Instructions for the task → Collect every line in the rows below that contains the word "shirt", and copy each of those lines in full.

Material provided →
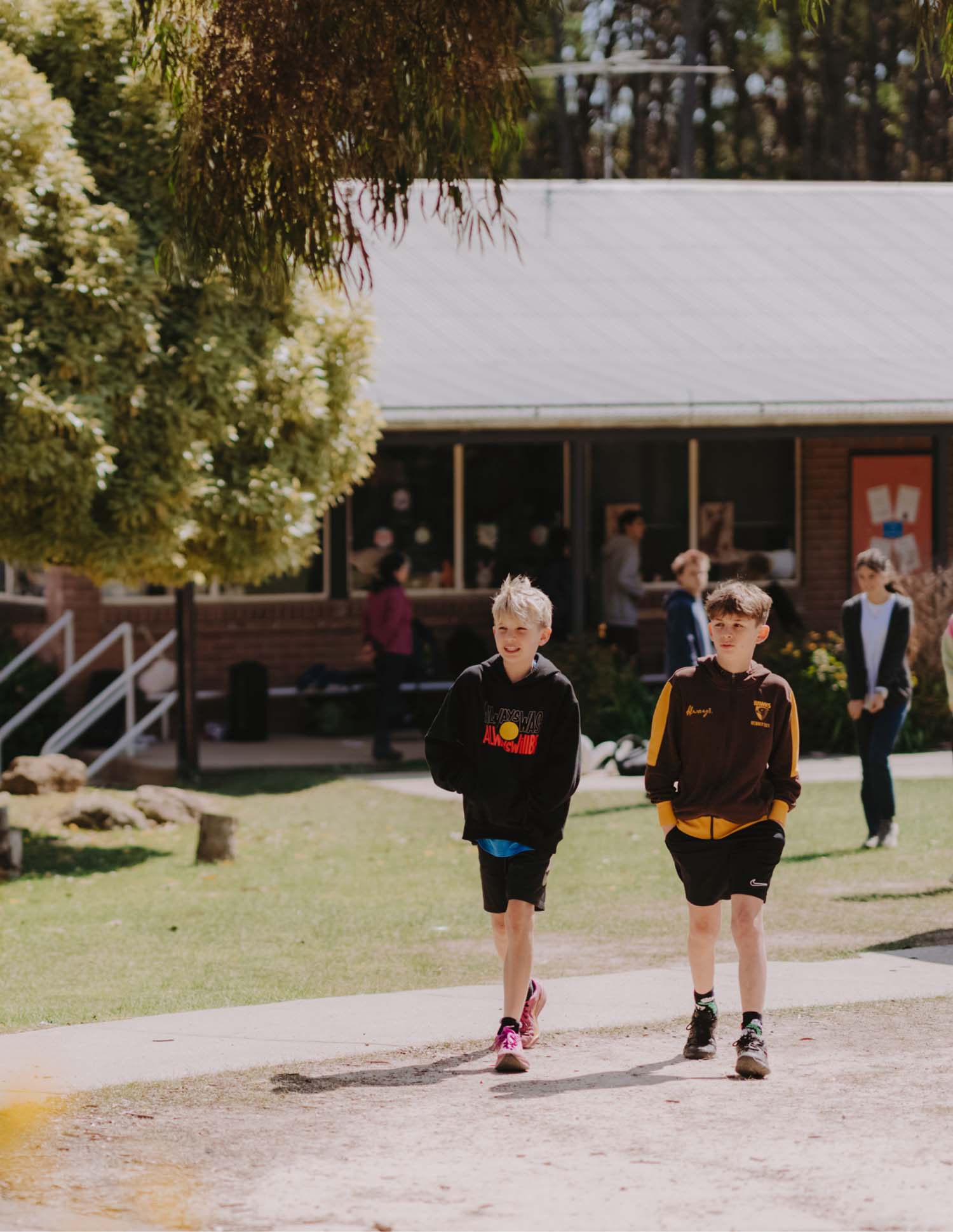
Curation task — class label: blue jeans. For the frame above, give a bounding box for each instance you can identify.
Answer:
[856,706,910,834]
---
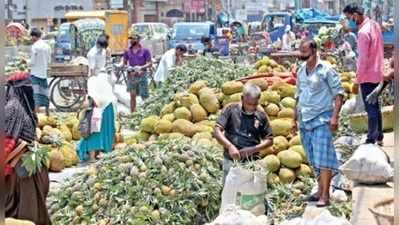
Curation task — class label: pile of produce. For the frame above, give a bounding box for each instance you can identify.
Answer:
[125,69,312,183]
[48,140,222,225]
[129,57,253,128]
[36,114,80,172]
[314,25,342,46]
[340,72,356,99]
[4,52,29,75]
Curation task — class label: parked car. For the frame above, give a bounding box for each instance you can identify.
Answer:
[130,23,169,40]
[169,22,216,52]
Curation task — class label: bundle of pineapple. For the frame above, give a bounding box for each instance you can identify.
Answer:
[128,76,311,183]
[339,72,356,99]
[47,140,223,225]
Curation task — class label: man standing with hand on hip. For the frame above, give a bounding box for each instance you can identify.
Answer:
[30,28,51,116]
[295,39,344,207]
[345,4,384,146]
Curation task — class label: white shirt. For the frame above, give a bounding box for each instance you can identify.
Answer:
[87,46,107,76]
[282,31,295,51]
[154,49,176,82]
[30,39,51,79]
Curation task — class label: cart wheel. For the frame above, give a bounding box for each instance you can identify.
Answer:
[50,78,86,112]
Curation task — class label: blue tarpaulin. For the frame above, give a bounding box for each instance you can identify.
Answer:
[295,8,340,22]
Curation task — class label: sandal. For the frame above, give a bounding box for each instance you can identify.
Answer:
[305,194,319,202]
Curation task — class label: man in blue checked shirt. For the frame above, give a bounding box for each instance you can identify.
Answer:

Result →
Curation task — class label: white shirt. For the frame above, give a bounding box for each instance you can identify.
Curation task — class label: man in blue checked shirt. For the frame above, give a bounding box for each instance you can identify.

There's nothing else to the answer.